(Object point labels)
.....

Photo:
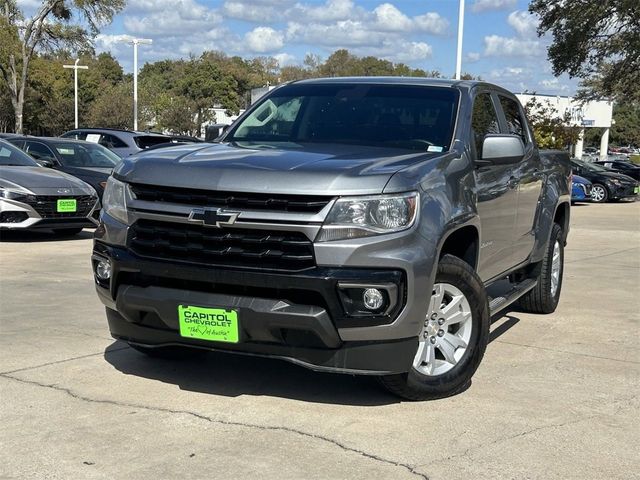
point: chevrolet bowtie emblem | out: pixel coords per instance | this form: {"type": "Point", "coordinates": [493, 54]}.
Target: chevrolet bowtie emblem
{"type": "Point", "coordinates": [213, 217]}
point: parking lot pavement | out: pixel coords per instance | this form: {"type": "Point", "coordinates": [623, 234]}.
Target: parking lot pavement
{"type": "Point", "coordinates": [555, 397]}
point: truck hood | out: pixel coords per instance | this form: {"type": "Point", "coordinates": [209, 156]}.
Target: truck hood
{"type": "Point", "coordinates": [41, 180]}
{"type": "Point", "coordinates": [318, 169]}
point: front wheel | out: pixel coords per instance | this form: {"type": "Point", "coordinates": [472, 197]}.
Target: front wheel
{"type": "Point", "coordinates": [599, 193]}
{"type": "Point", "coordinates": [453, 337]}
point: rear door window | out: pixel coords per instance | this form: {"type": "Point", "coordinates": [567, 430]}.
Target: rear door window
{"type": "Point", "coordinates": [513, 116]}
{"type": "Point", "coordinates": [146, 141]}
{"type": "Point", "coordinates": [39, 150]}
{"type": "Point", "coordinates": [484, 120]}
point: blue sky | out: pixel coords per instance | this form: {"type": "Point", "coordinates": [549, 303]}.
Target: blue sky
{"type": "Point", "coordinates": [500, 42]}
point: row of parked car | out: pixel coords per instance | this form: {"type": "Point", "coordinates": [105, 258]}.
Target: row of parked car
{"type": "Point", "coordinates": [65, 195]}
{"type": "Point", "coordinates": [604, 181]}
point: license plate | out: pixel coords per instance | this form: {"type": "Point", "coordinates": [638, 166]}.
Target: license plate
{"type": "Point", "coordinates": [66, 205]}
{"type": "Point", "coordinates": [203, 323]}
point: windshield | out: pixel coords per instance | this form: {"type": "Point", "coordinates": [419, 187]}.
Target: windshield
{"type": "Point", "coordinates": [400, 116]}
{"type": "Point", "coordinates": [85, 155]}
{"type": "Point", "coordinates": [591, 166]}
{"type": "Point", "coordinates": [10, 156]}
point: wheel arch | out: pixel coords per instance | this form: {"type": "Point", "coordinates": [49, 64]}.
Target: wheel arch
{"type": "Point", "coordinates": [462, 242]}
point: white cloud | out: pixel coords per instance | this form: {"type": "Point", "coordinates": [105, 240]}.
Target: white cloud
{"type": "Point", "coordinates": [495, 45]}
{"type": "Point", "coordinates": [264, 39]}
{"type": "Point", "coordinates": [285, 59]}
{"type": "Point", "coordinates": [486, 5]}
{"type": "Point", "coordinates": [431, 23]}
{"type": "Point", "coordinates": [331, 11]}
{"type": "Point", "coordinates": [472, 57]}
{"type": "Point", "coordinates": [388, 17]}
{"type": "Point", "coordinates": [174, 18]}
{"type": "Point", "coordinates": [524, 23]}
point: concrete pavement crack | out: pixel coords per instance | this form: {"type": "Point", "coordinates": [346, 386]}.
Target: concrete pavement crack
{"type": "Point", "coordinates": [342, 446]}
{"type": "Point", "coordinates": [567, 353]}
{"type": "Point", "coordinates": [56, 362]}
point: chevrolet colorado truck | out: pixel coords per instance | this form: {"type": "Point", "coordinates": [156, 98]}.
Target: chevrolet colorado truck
{"type": "Point", "coordinates": [354, 225]}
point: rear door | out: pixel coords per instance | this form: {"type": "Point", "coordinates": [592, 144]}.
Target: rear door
{"type": "Point", "coordinates": [528, 174]}
{"type": "Point", "coordinates": [496, 192]}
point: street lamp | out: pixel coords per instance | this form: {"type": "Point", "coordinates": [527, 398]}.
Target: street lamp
{"type": "Point", "coordinates": [135, 42]}
{"type": "Point", "coordinates": [460, 30]}
{"type": "Point", "coordinates": [76, 67]}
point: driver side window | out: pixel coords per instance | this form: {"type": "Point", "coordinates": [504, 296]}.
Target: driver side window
{"type": "Point", "coordinates": [483, 122]}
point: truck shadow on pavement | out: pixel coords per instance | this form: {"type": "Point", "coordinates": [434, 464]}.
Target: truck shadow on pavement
{"type": "Point", "coordinates": [232, 375]}
{"type": "Point", "coordinates": [42, 236]}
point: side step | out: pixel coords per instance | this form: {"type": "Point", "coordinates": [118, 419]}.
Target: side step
{"type": "Point", "coordinates": [504, 300]}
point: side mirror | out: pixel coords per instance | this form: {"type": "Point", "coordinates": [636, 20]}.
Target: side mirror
{"type": "Point", "coordinates": [501, 149]}
{"type": "Point", "coordinates": [45, 162]}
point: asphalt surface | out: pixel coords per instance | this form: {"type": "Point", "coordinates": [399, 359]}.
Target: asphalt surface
{"type": "Point", "coordinates": [555, 397]}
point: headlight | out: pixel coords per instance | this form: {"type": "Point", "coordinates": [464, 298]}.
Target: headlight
{"type": "Point", "coordinates": [20, 194]}
{"type": "Point", "coordinates": [355, 217]}
{"type": "Point", "coordinates": [114, 200]}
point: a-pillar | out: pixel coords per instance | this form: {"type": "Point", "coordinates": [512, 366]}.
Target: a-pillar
{"type": "Point", "coordinates": [579, 144]}
{"type": "Point", "coordinates": [604, 144]}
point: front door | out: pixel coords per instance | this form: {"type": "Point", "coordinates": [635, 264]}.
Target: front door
{"type": "Point", "coordinates": [528, 174]}
{"type": "Point", "coordinates": [497, 195]}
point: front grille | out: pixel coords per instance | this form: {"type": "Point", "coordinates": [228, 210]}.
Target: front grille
{"type": "Point", "coordinates": [47, 206]}
{"type": "Point", "coordinates": [257, 249]}
{"type": "Point", "coordinates": [246, 201]}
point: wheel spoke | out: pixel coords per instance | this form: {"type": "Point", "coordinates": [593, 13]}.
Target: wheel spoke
{"type": "Point", "coordinates": [457, 317]}
{"type": "Point", "coordinates": [430, 358]}
{"type": "Point", "coordinates": [454, 340]}
{"type": "Point", "coordinates": [453, 306]}
{"type": "Point", "coordinates": [447, 350]}
{"type": "Point", "coordinates": [437, 297]}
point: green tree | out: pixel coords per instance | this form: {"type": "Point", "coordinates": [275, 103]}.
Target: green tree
{"type": "Point", "coordinates": [56, 23]}
{"type": "Point", "coordinates": [549, 128]}
{"type": "Point", "coordinates": [597, 41]}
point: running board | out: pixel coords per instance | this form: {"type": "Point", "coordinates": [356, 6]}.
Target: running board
{"type": "Point", "coordinates": [503, 301]}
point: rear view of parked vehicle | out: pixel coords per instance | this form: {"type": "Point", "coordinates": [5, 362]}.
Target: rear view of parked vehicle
{"type": "Point", "coordinates": [33, 197]}
{"type": "Point", "coordinates": [607, 185]}
{"type": "Point", "coordinates": [121, 142]}
{"type": "Point", "coordinates": [580, 189]}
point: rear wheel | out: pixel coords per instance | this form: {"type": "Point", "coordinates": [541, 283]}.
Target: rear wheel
{"type": "Point", "coordinates": [453, 338]}
{"type": "Point", "coordinates": [545, 296]}
{"type": "Point", "coordinates": [63, 232]}
{"type": "Point", "coordinates": [599, 193]}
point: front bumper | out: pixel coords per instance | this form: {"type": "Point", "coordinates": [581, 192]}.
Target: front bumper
{"type": "Point", "coordinates": [624, 191]}
{"type": "Point", "coordinates": [15, 215]}
{"type": "Point", "coordinates": [294, 316]}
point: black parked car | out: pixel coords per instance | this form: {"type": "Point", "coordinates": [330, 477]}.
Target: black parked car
{"type": "Point", "coordinates": [87, 161]}
{"type": "Point", "coordinates": [607, 184]}
{"type": "Point", "coordinates": [627, 168]}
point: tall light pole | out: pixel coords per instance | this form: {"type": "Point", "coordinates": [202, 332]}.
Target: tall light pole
{"type": "Point", "coordinates": [135, 42]}
{"type": "Point", "coordinates": [76, 67]}
{"type": "Point", "coordinates": [460, 30]}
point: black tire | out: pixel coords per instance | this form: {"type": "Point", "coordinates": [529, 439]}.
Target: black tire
{"type": "Point", "coordinates": [604, 190]}
{"type": "Point", "coordinates": [64, 232]}
{"type": "Point", "coordinates": [169, 353]}
{"type": "Point", "coordinates": [416, 386]}
{"type": "Point", "coordinates": [541, 299]}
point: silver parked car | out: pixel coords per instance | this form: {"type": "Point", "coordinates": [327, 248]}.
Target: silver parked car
{"type": "Point", "coordinates": [34, 197]}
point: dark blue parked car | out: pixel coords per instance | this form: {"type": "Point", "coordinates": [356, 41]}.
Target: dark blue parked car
{"type": "Point", "coordinates": [581, 189]}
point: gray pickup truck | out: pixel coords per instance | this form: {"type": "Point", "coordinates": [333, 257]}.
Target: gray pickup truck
{"type": "Point", "coordinates": [355, 225]}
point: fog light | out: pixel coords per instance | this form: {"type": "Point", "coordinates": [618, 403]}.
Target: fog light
{"type": "Point", "coordinates": [373, 298]}
{"type": "Point", "coordinates": [103, 270]}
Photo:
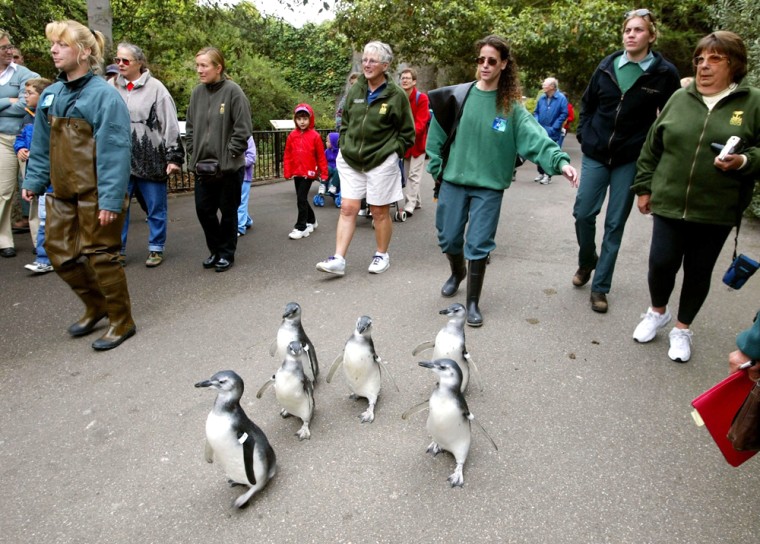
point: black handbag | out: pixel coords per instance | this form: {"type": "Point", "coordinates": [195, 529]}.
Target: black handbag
{"type": "Point", "coordinates": [208, 168]}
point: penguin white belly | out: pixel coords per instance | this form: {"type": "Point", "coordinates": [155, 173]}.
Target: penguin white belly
{"type": "Point", "coordinates": [448, 427]}
{"type": "Point", "coordinates": [227, 450]}
{"type": "Point", "coordinates": [291, 395]}
{"type": "Point", "coordinates": [361, 371]}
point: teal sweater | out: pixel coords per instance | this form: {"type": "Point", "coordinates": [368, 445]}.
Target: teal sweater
{"type": "Point", "coordinates": [484, 151]}
{"type": "Point", "coordinates": [676, 162]}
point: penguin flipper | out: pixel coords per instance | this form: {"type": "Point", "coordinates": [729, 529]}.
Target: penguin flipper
{"type": "Point", "coordinates": [264, 387]}
{"type": "Point", "coordinates": [483, 430]}
{"type": "Point", "coordinates": [423, 346]}
{"type": "Point", "coordinates": [385, 371]}
{"type": "Point", "coordinates": [414, 409]}
{"type": "Point", "coordinates": [208, 452]}
{"type": "Point", "coordinates": [474, 367]}
{"type": "Point", "coordinates": [336, 363]}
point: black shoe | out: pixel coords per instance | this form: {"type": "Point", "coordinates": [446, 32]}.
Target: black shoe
{"type": "Point", "coordinates": [599, 302]}
{"type": "Point", "coordinates": [110, 340]}
{"type": "Point", "coordinates": [211, 261]}
{"type": "Point", "coordinates": [222, 265]}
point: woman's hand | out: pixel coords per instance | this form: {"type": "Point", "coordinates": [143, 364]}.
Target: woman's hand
{"type": "Point", "coordinates": [106, 217]}
{"type": "Point", "coordinates": [571, 174]}
{"type": "Point", "coordinates": [643, 204]}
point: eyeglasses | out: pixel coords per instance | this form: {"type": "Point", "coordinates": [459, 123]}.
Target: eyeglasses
{"type": "Point", "coordinates": [490, 60]}
{"type": "Point", "coordinates": [712, 60]}
{"type": "Point", "coordinates": [637, 13]}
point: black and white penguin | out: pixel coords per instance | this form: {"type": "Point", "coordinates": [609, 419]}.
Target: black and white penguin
{"type": "Point", "coordinates": [291, 330]}
{"type": "Point", "coordinates": [449, 417]}
{"type": "Point", "coordinates": [362, 367]}
{"type": "Point", "coordinates": [293, 389]}
{"type": "Point", "coordinates": [450, 344]}
{"type": "Point", "coordinates": [235, 441]}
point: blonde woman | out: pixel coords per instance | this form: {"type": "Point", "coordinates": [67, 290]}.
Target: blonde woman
{"type": "Point", "coordinates": [82, 145]}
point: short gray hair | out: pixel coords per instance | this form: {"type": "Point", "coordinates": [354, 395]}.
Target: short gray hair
{"type": "Point", "coordinates": [383, 50]}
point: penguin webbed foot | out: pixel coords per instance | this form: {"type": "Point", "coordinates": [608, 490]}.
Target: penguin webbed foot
{"type": "Point", "coordinates": [304, 433]}
{"type": "Point", "coordinates": [457, 479]}
{"type": "Point", "coordinates": [434, 449]}
{"type": "Point", "coordinates": [368, 416]}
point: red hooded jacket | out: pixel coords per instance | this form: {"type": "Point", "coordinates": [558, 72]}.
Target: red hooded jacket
{"type": "Point", "coordinates": [304, 151]}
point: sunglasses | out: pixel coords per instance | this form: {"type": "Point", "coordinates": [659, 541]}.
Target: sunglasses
{"type": "Point", "coordinates": [490, 60]}
{"type": "Point", "coordinates": [712, 60]}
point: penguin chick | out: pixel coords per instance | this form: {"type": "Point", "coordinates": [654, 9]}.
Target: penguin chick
{"type": "Point", "coordinates": [235, 441]}
{"type": "Point", "coordinates": [450, 343]}
{"type": "Point", "coordinates": [294, 390]}
{"type": "Point", "coordinates": [449, 417]}
{"type": "Point", "coordinates": [291, 330]}
{"type": "Point", "coordinates": [362, 367]}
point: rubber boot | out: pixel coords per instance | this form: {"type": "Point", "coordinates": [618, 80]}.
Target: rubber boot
{"type": "Point", "coordinates": [458, 274]}
{"type": "Point", "coordinates": [113, 285]}
{"type": "Point", "coordinates": [474, 287]}
{"type": "Point", "coordinates": [82, 281]}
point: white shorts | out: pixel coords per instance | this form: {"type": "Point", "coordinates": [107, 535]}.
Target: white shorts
{"type": "Point", "coordinates": [380, 186]}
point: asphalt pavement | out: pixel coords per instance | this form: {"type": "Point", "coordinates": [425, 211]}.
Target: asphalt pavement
{"type": "Point", "coordinates": [595, 438]}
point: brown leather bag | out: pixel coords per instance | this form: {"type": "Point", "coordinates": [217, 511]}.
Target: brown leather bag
{"type": "Point", "coordinates": [744, 433]}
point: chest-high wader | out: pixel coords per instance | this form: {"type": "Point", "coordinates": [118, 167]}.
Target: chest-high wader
{"type": "Point", "coordinates": [73, 230]}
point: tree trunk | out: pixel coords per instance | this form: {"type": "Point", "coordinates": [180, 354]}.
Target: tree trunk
{"type": "Point", "coordinates": [100, 17]}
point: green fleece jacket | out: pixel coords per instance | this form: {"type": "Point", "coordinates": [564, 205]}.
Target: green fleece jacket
{"type": "Point", "coordinates": [486, 144]}
{"type": "Point", "coordinates": [676, 163]}
{"type": "Point", "coordinates": [369, 133]}
{"type": "Point", "coordinates": [218, 125]}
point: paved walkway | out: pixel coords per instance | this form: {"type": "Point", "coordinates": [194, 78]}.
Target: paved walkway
{"type": "Point", "coordinates": [596, 442]}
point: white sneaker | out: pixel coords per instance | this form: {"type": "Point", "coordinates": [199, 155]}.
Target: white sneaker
{"type": "Point", "coordinates": [651, 323]}
{"type": "Point", "coordinates": [296, 234]}
{"type": "Point", "coordinates": [333, 265]}
{"type": "Point", "coordinates": [680, 345]}
{"type": "Point", "coordinates": [379, 264]}
{"type": "Point", "coordinates": [39, 268]}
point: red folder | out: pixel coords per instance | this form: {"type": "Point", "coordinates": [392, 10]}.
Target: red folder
{"type": "Point", "coordinates": [717, 408]}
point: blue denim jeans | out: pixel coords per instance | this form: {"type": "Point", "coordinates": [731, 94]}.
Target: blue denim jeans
{"type": "Point", "coordinates": [244, 220]}
{"type": "Point", "coordinates": [596, 179]}
{"type": "Point", "coordinates": [154, 193]}
{"type": "Point", "coordinates": [459, 205]}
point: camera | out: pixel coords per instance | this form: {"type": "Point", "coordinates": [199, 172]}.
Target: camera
{"type": "Point", "coordinates": [740, 271]}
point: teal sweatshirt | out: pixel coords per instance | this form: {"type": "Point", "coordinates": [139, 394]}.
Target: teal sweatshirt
{"type": "Point", "coordinates": [486, 145]}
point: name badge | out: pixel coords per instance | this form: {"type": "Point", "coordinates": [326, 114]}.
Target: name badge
{"type": "Point", "coordinates": [499, 124]}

.....

GOAL
Repeat the line containing "point: camera |" and all subsequent lines through the final line of the data, exactly and with no others.

FINISHED TASK
point: camera | out: pixel coords per instance | this form: {"type": "Point", "coordinates": [199, 172]}.
Target: camera
{"type": "Point", "coordinates": [740, 271]}
point: teal sweatshirt | out: pixel coords per instance | this form: {"type": "Point", "coordinates": [139, 394]}.
Target: teal sweatshirt
{"type": "Point", "coordinates": [486, 145]}
point: name badge | out: pixel coords per instance | this form: {"type": "Point", "coordinates": [326, 114]}.
Target: name badge
{"type": "Point", "coordinates": [499, 124]}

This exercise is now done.